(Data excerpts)
_ _ _ _ _ _ _

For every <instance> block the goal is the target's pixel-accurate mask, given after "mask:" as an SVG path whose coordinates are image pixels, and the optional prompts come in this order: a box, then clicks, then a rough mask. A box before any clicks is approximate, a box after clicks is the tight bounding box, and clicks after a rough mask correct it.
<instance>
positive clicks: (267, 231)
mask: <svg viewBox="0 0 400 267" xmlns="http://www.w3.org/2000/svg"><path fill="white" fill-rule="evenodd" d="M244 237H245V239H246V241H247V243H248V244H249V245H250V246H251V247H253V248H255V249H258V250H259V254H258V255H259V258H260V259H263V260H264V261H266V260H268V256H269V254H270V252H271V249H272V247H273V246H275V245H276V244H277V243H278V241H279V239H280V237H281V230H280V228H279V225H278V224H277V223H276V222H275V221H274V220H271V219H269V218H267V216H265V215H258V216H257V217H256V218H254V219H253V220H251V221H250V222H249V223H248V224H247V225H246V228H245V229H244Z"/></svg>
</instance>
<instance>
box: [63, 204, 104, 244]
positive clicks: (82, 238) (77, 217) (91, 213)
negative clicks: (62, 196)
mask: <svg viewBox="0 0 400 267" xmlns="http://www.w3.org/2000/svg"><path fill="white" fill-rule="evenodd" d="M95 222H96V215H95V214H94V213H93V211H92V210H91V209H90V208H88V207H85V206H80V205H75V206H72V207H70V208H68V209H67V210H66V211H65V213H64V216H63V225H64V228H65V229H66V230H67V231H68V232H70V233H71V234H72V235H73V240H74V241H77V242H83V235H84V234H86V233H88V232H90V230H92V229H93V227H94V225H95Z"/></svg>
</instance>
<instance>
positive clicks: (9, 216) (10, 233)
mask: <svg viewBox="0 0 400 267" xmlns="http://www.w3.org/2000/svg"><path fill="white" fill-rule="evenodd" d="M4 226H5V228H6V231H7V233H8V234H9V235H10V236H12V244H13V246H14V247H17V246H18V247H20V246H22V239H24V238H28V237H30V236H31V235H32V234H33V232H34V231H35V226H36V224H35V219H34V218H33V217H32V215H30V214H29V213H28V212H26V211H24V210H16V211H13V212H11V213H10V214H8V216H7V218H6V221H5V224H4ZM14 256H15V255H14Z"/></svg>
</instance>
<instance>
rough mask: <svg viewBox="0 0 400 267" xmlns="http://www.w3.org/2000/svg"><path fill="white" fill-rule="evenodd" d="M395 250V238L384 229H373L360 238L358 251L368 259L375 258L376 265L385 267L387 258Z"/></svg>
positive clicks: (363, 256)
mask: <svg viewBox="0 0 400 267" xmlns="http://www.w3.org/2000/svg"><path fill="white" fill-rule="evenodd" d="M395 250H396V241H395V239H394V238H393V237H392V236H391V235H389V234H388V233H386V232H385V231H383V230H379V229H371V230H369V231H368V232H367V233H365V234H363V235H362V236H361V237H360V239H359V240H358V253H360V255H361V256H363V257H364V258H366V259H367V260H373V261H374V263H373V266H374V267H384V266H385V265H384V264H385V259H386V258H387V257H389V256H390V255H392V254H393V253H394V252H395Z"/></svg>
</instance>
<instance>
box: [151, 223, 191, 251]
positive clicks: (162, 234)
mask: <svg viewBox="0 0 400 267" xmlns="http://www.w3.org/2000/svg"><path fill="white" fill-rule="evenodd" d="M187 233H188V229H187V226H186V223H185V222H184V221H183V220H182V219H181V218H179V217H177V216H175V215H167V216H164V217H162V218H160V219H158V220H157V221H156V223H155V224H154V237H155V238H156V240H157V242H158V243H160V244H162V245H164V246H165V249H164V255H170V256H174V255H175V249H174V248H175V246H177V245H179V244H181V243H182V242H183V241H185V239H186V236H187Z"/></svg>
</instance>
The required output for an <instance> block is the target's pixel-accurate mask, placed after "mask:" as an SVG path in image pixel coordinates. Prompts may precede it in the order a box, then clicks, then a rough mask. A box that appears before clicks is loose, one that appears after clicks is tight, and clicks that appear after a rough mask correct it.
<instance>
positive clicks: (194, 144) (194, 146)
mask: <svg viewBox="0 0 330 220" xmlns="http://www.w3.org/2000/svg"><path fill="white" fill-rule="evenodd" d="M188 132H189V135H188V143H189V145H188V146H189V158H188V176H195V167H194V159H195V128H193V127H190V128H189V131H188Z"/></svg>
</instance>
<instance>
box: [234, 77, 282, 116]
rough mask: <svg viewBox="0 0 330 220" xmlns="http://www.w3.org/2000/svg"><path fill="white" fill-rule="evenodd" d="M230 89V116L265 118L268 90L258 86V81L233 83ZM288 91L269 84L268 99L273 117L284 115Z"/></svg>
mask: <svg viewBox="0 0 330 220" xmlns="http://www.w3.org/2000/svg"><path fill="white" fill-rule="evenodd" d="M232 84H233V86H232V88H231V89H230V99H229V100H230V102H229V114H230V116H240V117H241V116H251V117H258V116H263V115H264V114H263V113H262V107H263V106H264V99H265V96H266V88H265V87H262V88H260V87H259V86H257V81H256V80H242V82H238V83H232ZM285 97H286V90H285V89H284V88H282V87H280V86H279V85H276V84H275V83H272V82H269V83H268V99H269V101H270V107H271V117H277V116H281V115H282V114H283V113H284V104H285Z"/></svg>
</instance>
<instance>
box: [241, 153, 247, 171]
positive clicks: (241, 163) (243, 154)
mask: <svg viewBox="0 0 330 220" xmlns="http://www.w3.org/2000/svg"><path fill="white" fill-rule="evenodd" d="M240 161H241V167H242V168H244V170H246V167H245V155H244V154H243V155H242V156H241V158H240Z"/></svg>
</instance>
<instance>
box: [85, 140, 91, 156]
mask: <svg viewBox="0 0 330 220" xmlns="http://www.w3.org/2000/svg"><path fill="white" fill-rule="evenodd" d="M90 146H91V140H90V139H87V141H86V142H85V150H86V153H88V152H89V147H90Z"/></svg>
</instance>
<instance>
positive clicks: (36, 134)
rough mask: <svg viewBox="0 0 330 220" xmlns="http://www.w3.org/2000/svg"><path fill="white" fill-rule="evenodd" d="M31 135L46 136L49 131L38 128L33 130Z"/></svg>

_ _ _ _ _ _ _

= Exercise requirements =
Say the number of lines in the entries that have the string "after", and only that.

= Result for this exercise =
2